§ PASSAGE SHOWN

....................

With many families waitlisted for child care, the City of Toronto is urging the province's education minister not to cancel funding that would create thousands of child-care spaces in schools. But the province says it's simply moving funding elsewhere so projects can be built sooner.

Last week, city staff told councillors the province was cancelling funding for 48 previously approved child-care capital projects planned in Toronto's public and Catholic schools. Those would have provided over 3,000 new child-care spaces.

On July 24, council voted to request the province reverse the cancelled funding. If the education minister declines, council is asking the province to let the school boards or the city have the money as "pooled funding" so they can build as many projects as possible.

Many of those projects were planned for areas with the highest demand for subsidized care, according to a January TDSB report, like Scarborough and northwestern parts of the city. At the time, the report found a lack of funding from the province was holding up ready-to-go projects.

....................

§ SUPPLIED RECORDS
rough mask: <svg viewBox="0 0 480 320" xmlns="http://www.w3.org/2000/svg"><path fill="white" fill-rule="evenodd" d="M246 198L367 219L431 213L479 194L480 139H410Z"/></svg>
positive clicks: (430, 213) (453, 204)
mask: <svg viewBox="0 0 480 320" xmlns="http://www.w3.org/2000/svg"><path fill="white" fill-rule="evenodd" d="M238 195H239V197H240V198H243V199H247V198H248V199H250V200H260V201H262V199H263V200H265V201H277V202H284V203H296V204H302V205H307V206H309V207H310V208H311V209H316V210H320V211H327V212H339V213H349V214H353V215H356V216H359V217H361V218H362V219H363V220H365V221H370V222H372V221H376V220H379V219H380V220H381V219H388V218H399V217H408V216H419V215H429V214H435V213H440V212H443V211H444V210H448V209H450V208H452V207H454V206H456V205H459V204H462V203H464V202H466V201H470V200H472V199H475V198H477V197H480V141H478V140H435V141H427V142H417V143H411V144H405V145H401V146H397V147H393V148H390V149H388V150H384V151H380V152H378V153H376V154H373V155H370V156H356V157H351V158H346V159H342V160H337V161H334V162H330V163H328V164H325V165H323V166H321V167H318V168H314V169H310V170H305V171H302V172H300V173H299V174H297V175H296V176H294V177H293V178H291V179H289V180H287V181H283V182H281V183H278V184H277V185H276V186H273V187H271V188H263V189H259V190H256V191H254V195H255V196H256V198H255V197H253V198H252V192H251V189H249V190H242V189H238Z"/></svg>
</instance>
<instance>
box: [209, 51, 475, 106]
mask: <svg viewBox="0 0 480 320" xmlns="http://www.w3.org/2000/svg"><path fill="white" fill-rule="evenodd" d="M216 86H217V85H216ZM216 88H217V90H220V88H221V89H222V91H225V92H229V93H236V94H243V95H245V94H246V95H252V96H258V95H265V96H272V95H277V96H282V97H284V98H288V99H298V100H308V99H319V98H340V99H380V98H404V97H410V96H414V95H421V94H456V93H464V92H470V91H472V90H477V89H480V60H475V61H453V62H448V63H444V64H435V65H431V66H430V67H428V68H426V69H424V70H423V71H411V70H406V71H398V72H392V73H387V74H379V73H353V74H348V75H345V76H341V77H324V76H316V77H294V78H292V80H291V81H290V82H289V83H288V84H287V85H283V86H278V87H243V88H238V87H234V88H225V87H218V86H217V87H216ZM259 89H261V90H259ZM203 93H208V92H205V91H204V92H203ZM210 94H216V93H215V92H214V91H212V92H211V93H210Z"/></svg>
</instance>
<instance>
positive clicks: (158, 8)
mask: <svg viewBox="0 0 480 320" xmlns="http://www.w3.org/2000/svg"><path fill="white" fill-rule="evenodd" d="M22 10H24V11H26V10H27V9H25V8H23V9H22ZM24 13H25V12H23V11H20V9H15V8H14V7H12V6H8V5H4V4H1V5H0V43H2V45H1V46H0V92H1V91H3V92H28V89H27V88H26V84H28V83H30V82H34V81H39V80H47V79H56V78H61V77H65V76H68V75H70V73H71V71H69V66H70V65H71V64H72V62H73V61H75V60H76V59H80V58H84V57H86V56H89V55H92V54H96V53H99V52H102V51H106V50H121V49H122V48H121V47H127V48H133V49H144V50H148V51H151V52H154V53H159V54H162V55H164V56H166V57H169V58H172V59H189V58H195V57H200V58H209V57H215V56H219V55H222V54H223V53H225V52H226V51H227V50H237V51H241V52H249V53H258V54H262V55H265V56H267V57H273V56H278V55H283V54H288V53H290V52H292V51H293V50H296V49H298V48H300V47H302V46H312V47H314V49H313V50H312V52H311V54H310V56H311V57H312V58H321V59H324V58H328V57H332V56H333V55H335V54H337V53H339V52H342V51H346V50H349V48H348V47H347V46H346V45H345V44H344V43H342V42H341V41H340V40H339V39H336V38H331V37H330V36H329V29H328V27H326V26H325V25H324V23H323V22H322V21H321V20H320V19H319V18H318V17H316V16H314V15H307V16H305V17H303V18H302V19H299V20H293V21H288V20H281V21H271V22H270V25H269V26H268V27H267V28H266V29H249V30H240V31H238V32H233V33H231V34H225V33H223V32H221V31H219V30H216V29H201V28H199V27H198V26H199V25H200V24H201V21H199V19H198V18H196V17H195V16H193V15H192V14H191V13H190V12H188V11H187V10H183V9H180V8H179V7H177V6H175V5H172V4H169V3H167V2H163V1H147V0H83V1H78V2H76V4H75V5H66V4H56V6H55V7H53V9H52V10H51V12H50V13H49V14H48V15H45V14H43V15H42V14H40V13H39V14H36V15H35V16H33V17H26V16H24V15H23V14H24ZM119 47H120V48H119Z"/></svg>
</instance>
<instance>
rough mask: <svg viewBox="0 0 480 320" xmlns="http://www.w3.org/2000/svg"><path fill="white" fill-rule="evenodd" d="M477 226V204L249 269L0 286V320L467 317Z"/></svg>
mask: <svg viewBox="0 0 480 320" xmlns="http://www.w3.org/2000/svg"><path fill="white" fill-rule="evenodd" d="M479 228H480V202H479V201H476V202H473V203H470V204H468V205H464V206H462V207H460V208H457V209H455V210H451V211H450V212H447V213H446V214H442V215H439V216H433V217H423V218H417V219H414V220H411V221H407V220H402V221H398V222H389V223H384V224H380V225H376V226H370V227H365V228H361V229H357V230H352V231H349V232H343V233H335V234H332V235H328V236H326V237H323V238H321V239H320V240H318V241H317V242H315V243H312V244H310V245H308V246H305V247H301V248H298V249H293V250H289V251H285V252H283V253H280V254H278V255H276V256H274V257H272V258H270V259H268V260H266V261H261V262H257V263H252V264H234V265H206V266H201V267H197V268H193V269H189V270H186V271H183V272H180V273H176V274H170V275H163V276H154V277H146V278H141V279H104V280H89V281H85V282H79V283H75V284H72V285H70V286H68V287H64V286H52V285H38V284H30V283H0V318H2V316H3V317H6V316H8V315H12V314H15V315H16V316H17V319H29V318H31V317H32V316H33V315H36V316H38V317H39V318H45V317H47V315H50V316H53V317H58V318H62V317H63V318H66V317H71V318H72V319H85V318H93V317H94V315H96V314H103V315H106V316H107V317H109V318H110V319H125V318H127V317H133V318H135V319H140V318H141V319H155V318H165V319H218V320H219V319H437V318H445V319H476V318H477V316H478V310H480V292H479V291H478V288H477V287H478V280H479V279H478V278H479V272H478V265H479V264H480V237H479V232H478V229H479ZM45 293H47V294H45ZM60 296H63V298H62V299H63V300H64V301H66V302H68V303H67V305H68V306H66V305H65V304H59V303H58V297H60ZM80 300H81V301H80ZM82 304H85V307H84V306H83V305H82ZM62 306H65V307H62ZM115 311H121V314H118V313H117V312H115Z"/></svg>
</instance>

....................

§ TASK LIST
**a.** Please copy the records exactly, starting with their first line and going on through the line containing "positive clicks: (158, 8)".
**b.** Continue the passage on Toronto's child-care funding from where it stops.

§ ANSWERS TO EACH TASK
**a.**
rough mask: <svg viewBox="0 0 480 320" xmlns="http://www.w3.org/2000/svg"><path fill="white" fill-rule="evenodd" d="M246 198L367 219L431 213L479 194L480 139H410Z"/></svg>
positive clicks: (430, 213) (453, 204)
mask: <svg viewBox="0 0 480 320" xmlns="http://www.w3.org/2000/svg"><path fill="white" fill-rule="evenodd" d="M238 195H239V197H240V198H243V199H247V198H248V199H250V200H260V201H262V199H263V200H265V201H277V202H284V203H296V204H302V205H307V206H309V207H310V208H311V209H316V210H320V211H327V212H339V213H349V214H353V215H356V216H359V217H361V218H362V219H363V220H365V221H370V222H372V221H376V220H379V219H380V220H381V219H388V218H399V217H408V216H419V215H429V214H435V213H440V212H443V211H444V210H448V209H450V208H452V207H454V206H456V205H459V204H462V203H464V202H466V201H470V200H472V199H475V198H477V197H480V141H478V140H435V141H427V142H417V143H411V144H405V145H401V146H397V147H393V148H390V149H388V150H384V151H380V152H378V153H376V154H373V155H370V156H356V157H351V158H346V159H342V160H337V161H334V162H330V163H328V164H325V165H323V166H321V167H318V168H314V169H310V170H305V171H302V172H300V173H299V174H297V175H296V176H294V177H293V178H291V179H289V180H287V181H283V182H281V183H278V184H277V185H276V186H273V187H271V188H263V189H259V190H256V191H254V195H255V196H256V198H255V197H253V198H252V192H251V189H249V190H242V189H238Z"/></svg>
</instance>
<instance>
box: [209, 51, 475, 106]
mask: <svg viewBox="0 0 480 320" xmlns="http://www.w3.org/2000/svg"><path fill="white" fill-rule="evenodd" d="M216 86H217V85H216ZM216 88H217V90H220V88H221V89H222V91H225V92H229V93H236V94H243V95H245V94H246V95H252V96H258V95H265V96H272V95H277V96H282V97H284V98H288V99H298V100H308V99H319V98H340V99H380V98H404V97H410V96H414V95H421V94H456V93H464V92H470V91H472V90H477V89H480V60H475V61H453V62H448V63H444V64H435V65H431V66H430V67H428V68H426V69H424V70H423V71H411V70H406V71H398V72H392V73H387V74H379V73H353V74H348V75H345V76H341V77H324V76H316V77H294V78H292V80H291V81H290V82H289V83H288V84H287V85H283V86H278V87H243V88H238V87H234V88H225V87H218V86H217V87H216ZM259 89H261V90H259ZM203 93H208V92H205V91H204V92H203ZM210 94H216V93H215V92H214V91H212V92H211V93H210Z"/></svg>
</instance>
<instance>
positive clicks: (158, 8)

**b.**
"While these projects remain on paper, thousands of families with young children struggle to find access to quality child care in their communities," the report said.

Tho Nguyen is experiencing it first-hand.

An expecting mother who's due in January, she has already signed up to several waitlists for child care in Scarborough, but is worried she'll now have fewer options.

"It's devastating," Nguyen said. "Even when I'm on 10 child-care waitlists, there's no guarantee that I will get a spot when I need it. So these additional options would have been amazing."